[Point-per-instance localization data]
= = = =

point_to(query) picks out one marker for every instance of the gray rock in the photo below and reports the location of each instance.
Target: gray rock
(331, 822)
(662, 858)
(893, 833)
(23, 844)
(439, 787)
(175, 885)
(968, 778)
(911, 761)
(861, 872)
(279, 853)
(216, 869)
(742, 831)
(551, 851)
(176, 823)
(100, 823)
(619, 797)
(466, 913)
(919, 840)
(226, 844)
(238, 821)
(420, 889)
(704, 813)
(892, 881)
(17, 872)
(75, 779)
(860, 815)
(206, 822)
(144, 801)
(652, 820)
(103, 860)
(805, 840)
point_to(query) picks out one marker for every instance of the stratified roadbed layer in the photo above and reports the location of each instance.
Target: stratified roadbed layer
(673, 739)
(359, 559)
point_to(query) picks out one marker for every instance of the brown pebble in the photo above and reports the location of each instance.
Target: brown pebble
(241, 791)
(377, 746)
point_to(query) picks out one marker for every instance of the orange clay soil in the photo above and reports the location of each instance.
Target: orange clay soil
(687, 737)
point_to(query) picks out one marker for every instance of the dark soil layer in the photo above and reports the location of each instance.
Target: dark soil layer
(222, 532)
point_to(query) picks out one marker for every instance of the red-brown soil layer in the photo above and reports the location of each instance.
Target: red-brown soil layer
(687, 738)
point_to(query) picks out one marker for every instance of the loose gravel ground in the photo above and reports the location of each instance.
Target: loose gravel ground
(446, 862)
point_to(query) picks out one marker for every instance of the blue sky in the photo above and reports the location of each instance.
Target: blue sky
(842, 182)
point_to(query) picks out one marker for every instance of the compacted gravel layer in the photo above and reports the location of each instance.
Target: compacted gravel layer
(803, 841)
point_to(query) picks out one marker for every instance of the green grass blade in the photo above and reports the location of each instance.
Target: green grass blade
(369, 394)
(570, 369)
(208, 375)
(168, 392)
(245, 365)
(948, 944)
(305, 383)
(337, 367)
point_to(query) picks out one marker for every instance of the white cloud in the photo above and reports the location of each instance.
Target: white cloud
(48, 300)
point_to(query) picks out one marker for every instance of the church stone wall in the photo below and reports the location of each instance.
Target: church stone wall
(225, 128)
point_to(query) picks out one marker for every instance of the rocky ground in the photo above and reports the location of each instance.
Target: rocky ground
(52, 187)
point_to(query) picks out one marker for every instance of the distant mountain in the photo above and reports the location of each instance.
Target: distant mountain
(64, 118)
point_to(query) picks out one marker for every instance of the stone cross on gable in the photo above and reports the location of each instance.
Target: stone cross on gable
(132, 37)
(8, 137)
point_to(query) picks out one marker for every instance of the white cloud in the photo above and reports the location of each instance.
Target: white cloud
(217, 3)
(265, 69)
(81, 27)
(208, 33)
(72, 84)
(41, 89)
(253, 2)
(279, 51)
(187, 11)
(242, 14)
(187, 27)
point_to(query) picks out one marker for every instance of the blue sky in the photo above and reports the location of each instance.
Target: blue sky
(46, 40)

= = = =

Your instructions:
Copy out the data in full, exactly.

Result of this task:
point_to(query) picks out one marker for every instance of the gray rock in the photo below and reports the location of each instance.
Target: gray rock
(331, 822)
(662, 858)
(893, 833)
(23, 844)
(439, 787)
(175, 885)
(968, 778)
(911, 761)
(861, 872)
(279, 853)
(216, 869)
(742, 831)
(551, 851)
(176, 823)
(100, 823)
(619, 797)
(466, 913)
(919, 840)
(226, 844)
(238, 821)
(420, 889)
(704, 813)
(892, 881)
(17, 872)
(75, 779)
(860, 815)
(206, 822)
(144, 801)
(652, 820)
(103, 860)
(805, 840)
point_to(query) picks out one marker for every instance of the stratified roadbed layer in the photo above and reports the location of each instance.
Target: stratified roadbed layer
(673, 739)
(359, 559)
point_to(query) picks out one marker for every instance of the brown pebble in the photo above and reports the location of each instance.
Target: brown pebble
(241, 791)
(377, 746)
point_to(query) picks out one marker for every instance of the orange clay soil in the photo above and reports the location of each instance.
Target: orange clay soil
(687, 737)
point_to(query) picks out one marker for every instance of the dark soil layer in the photo above and reports the location of each instance.
Target: dark soil layer
(222, 532)
point_to(query) picks out one marker for every instance of the red-brown soil layer in the photo above and reports the location of each instance.
Target: red-brown soil layer
(687, 738)
point_to(query) picks out one marker for every instance of the loose gravel ground in the photo above and reports the location of each instance.
Target: loose gravel ground
(446, 862)
point_to(query) picks out one marker for every instance of the blue sky in the photo above and reports the location of each instance.
Target: blue sky
(842, 182)
point_to(query) picks out one marker for every instance of the compacted gravel layer in the photo above and reports the location of each instance.
Target: compacted gravel layer
(803, 841)
point_to(query) picks out one marker for every instance of the green grass blade in the photo above and reports the location of each instance.
Target: green grass blade
(369, 394)
(570, 369)
(208, 375)
(168, 392)
(245, 365)
(948, 944)
(305, 383)
(337, 367)
point_to(query) picks out one marker for every instance of the white cloud in the photo above and reports the location of each instance.
Target: white cloud
(48, 300)
point_to(query) picks out one marker for every instance of the church stone wall in the photo below and reports the location of each instance.
Target: church stone wall
(225, 128)
point_to(query) picks out one marker for every instance of the rocky ground in the photo above and reports the location of each instance.
Target: rocky ground
(52, 187)
point_to(query) picks out one marker for every instance of the distant mountain in the photo above and reports the location of each instance.
Target: distant mountain
(64, 118)
point_to(query) picks out one marker for every instance of the stone cross on gable in the photo above and reports the location of each instance.
Target: stone cross on gable
(132, 37)
(8, 137)
point_to(query) picks out one marker for every instance of the white cloud in the photo above and reports the location of each instance.
Target: white cloud
(217, 3)
(265, 69)
(81, 27)
(208, 33)
(72, 84)
(41, 89)
(253, 2)
(279, 51)
(187, 11)
(242, 14)
(187, 27)
point_to(query) picks out one marker for every instance of the blue sky in the photo above and reports the location of each instance.
Target: blue sky
(46, 40)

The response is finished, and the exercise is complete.